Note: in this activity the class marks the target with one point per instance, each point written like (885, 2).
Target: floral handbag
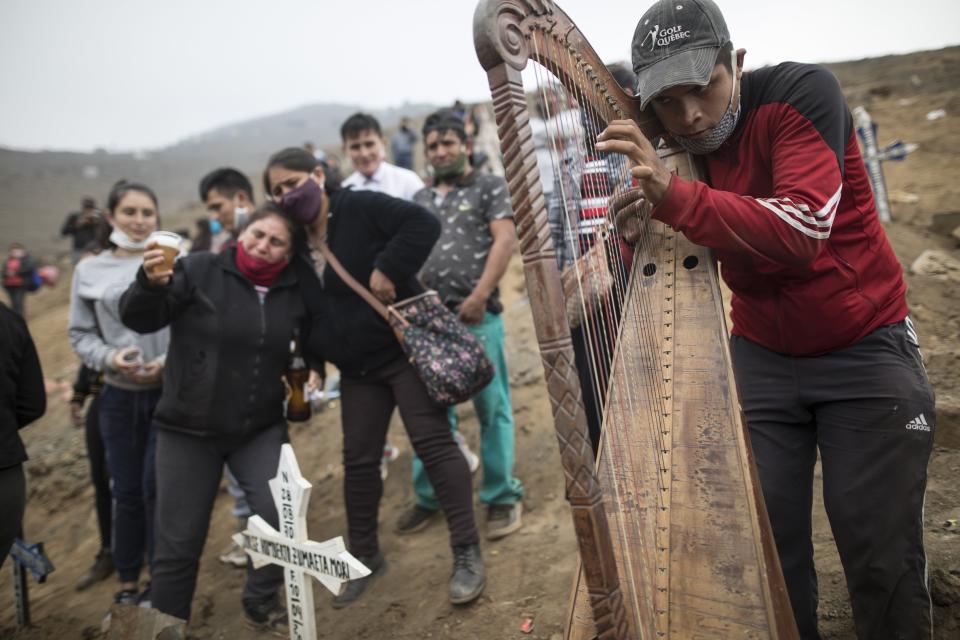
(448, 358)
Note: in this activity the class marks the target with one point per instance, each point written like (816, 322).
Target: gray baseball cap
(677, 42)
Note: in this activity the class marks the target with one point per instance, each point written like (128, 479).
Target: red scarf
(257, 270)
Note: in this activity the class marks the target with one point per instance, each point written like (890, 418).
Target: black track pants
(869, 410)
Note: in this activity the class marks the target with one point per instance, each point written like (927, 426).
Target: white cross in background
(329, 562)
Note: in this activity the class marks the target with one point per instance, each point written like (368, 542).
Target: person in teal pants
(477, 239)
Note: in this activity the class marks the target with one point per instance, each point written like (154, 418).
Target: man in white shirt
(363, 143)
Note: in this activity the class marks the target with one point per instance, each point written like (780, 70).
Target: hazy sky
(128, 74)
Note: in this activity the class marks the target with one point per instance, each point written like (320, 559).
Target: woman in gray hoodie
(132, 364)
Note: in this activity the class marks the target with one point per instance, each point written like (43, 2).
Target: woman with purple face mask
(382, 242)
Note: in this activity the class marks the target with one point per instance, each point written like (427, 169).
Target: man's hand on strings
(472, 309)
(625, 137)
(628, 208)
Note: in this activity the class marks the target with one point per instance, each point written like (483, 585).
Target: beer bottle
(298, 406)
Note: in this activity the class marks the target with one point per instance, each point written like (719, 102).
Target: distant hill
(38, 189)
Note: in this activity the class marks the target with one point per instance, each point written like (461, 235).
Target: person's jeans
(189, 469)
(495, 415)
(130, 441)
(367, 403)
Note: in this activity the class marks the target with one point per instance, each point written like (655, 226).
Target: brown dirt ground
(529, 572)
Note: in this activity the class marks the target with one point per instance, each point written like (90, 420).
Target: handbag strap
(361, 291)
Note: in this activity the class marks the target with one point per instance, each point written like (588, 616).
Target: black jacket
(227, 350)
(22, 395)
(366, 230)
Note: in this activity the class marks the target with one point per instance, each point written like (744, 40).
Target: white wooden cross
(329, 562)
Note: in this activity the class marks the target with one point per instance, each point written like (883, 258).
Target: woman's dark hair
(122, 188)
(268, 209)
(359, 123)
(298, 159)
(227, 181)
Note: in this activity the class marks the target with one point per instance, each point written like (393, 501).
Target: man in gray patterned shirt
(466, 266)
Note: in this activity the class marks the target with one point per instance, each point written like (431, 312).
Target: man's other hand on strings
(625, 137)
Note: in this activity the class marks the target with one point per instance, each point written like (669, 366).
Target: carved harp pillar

> **Directions for this task**:
The answer should consist solely of the lines from the one that contains "like (669, 366)." through the end of the material above, copied exactly.

> **Task solution**:
Note: in this activity the class marks the target with one point per instance, each point written like (669, 366).
Target: carved harp pillar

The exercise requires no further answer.